--- start Given data ---

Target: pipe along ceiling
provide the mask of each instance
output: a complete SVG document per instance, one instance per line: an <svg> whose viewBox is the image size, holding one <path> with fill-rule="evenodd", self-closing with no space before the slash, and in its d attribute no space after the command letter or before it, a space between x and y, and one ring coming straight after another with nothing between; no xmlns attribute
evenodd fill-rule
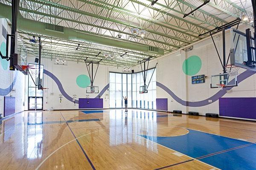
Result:
<svg viewBox="0 0 256 170"><path fill-rule="evenodd" d="M12 21L12 7L0 3L0 17ZM38 34L70 40L85 41L113 47L135 50L148 54L163 55L164 51L158 49L158 51L149 51L148 45L109 39L81 32L74 29L64 27L64 33L59 33L45 29L45 23L24 18L19 13L17 29L28 33Z"/></svg>

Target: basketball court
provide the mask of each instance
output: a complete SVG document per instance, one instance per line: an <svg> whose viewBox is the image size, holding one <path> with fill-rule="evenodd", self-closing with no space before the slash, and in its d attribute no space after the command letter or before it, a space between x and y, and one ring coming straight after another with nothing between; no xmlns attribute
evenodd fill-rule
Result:
<svg viewBox="0 0 256 170"><path fill-rule="evenodd" d="M255 0L0 9L0 169L256 169Z"/></svg>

--- end Given data ---

== Written problem ==
Could you format every line of the data above as a Markdown table with the columns n and Line, numbering the rows, skipping blank lines, and leaving out any pictures?

== Output below ==
| n | Line |
|---|---|
| 1 | Target: pipe along ceiling |
| 2 | provide the mask of each instance |
| 3 | output: a complete SVG document per instance, one instance per line: an <svg> whose viewBox is the image size, holding one <path> with fill-rule="evenodd", self-closing with no space before the slash, and in its d attribute no space after the command letter or before it, a space between x and y, and one ring coming straight after another with nothing between; no xmlns attribute |
| 4 | evenodd fill-rule |
| 5 | Result: |
| 6 | <svg viewBox="0 0 256 170"><path fill-rule="evenodd" d="M12 21L12 7L0 3L0 17ZM38 34L70 40L85 41L113 47L135 50L148 54L163 55L164 51L158 49L158 51L149 51L148 45L109 39L81 32L74 29L64 27L64 33L59 33L45 29L45 23L24 18L19 13L17 29L28 33Z"/></svg> |
| 7 | Target: basketball court |
| 8 | provide the mask of each instance |
| 9 | output: a complete SVG document per instance, one instance per line: an <svg> whose viewBox is the image size, holding one <path> with fill-rule="evenodd", self-closing with no space before the slash, and in its d attribute no space after the command letter or before it, a space between x and y, and one ring coming straight after another with nothing between; no xmlns attribute |
| 10 | evenodd fill-rule |
| 11 | Result: |
| 12 | <svg viewBox="0 0 256 170"><path fill-rule="evenodd" d="M255 0L0 9L0 169L256 169Z"/></svg> |